● EXERCISE OBJECTIVE: Scale the data in the part that opens with the line containing "Detect the gavel head" and closes with the line containing "[51,81,111,120]", reproducing every line in that part with the requests included. Multiply each bounding-box coordinate in the answers by 0.75 and round to whole numbers, halves up.

· · ·

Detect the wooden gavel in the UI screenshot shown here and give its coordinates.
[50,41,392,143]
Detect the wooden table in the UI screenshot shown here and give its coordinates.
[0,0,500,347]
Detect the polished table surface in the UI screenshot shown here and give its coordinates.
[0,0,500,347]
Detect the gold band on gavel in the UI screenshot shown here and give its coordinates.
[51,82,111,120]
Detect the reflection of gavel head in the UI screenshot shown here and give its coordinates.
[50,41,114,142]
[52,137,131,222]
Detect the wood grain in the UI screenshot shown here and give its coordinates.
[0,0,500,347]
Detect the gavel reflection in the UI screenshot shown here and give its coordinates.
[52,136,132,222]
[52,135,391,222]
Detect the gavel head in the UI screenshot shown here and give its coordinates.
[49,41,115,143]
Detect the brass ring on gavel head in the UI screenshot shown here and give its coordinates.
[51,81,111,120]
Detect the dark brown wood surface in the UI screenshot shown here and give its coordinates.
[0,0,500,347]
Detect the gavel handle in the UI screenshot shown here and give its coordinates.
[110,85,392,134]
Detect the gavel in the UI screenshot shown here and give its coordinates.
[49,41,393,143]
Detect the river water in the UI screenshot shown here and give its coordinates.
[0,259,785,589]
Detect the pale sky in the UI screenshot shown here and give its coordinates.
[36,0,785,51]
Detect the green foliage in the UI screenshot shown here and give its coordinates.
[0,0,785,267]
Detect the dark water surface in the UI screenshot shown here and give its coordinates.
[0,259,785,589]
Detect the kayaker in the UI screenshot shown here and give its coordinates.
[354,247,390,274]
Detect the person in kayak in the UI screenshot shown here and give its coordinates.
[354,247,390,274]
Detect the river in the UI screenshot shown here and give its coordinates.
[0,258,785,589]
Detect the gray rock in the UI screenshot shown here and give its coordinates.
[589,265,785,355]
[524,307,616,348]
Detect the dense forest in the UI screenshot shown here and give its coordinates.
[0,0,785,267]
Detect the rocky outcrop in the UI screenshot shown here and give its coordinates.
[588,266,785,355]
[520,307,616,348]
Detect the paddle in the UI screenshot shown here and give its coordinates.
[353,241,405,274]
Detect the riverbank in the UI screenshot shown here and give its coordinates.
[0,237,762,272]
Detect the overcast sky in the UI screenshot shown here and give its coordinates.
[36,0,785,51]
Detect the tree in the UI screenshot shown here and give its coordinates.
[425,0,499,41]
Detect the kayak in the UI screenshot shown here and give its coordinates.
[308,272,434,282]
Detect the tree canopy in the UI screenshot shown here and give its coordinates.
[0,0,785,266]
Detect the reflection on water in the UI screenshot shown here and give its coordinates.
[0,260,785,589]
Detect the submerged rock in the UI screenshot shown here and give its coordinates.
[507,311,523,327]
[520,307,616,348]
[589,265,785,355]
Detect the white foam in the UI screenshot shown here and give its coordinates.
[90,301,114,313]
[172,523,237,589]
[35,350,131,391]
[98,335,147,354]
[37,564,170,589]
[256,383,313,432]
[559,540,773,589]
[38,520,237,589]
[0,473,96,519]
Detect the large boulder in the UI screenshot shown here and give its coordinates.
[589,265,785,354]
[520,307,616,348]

· · ·

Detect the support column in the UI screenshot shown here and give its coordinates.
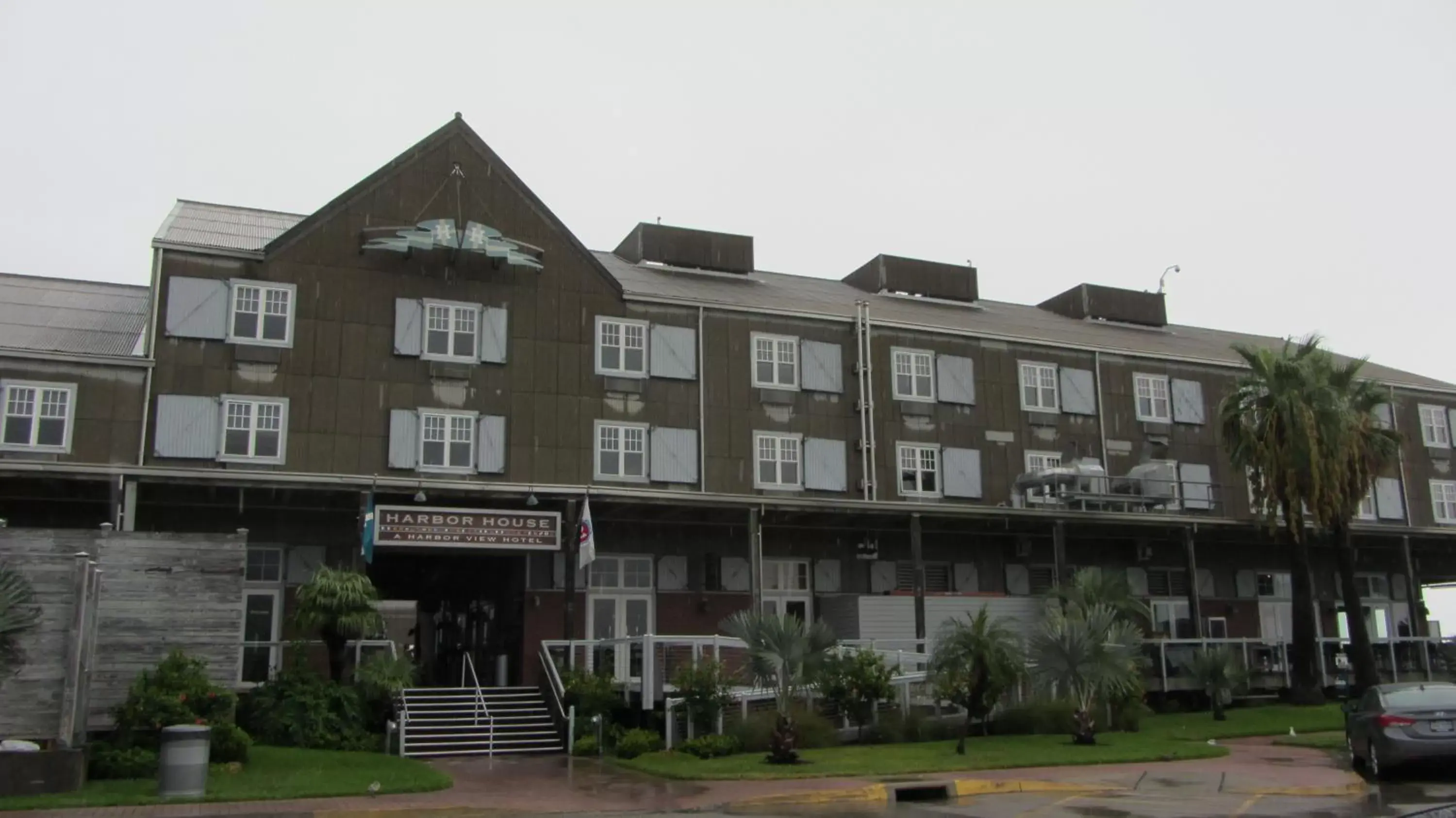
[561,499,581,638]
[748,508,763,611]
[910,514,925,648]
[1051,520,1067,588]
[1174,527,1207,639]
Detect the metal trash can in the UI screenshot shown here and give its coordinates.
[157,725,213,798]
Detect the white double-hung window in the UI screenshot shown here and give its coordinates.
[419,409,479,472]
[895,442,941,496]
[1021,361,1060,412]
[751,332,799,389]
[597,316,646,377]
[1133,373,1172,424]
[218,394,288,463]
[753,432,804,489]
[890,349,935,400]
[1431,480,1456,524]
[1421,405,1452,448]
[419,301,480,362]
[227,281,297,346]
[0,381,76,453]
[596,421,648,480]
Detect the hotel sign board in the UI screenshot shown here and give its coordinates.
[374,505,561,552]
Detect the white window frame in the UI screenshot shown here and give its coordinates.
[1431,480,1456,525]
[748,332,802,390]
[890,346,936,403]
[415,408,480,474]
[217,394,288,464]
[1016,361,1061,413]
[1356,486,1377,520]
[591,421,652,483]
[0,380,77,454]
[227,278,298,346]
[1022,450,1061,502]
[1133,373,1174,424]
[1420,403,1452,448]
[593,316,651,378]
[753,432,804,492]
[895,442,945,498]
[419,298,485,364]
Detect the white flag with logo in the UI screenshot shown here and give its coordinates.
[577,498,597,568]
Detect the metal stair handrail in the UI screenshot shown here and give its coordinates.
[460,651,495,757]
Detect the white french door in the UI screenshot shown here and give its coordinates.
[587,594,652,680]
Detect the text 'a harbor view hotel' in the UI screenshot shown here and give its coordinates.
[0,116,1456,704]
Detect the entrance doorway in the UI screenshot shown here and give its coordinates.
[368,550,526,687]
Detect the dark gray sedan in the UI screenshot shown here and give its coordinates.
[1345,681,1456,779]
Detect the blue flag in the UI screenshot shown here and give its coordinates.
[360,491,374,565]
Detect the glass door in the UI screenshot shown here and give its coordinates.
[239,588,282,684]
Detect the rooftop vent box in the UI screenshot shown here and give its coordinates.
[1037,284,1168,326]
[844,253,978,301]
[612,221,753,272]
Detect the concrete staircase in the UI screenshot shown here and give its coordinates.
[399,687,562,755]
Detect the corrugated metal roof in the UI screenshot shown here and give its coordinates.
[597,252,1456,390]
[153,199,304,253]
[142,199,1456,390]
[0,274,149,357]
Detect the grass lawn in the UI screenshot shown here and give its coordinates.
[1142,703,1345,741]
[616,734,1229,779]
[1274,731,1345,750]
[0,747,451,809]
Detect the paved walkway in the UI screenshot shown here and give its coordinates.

· · ·

● REPLY:
Detect the gavel head in the UI screenshot shown here and give its coordinates.
[37,31,86,107]
Detect the brass ring on gavel head in the UI screenshot shown here and give its coordinates.
[38,61,83,90]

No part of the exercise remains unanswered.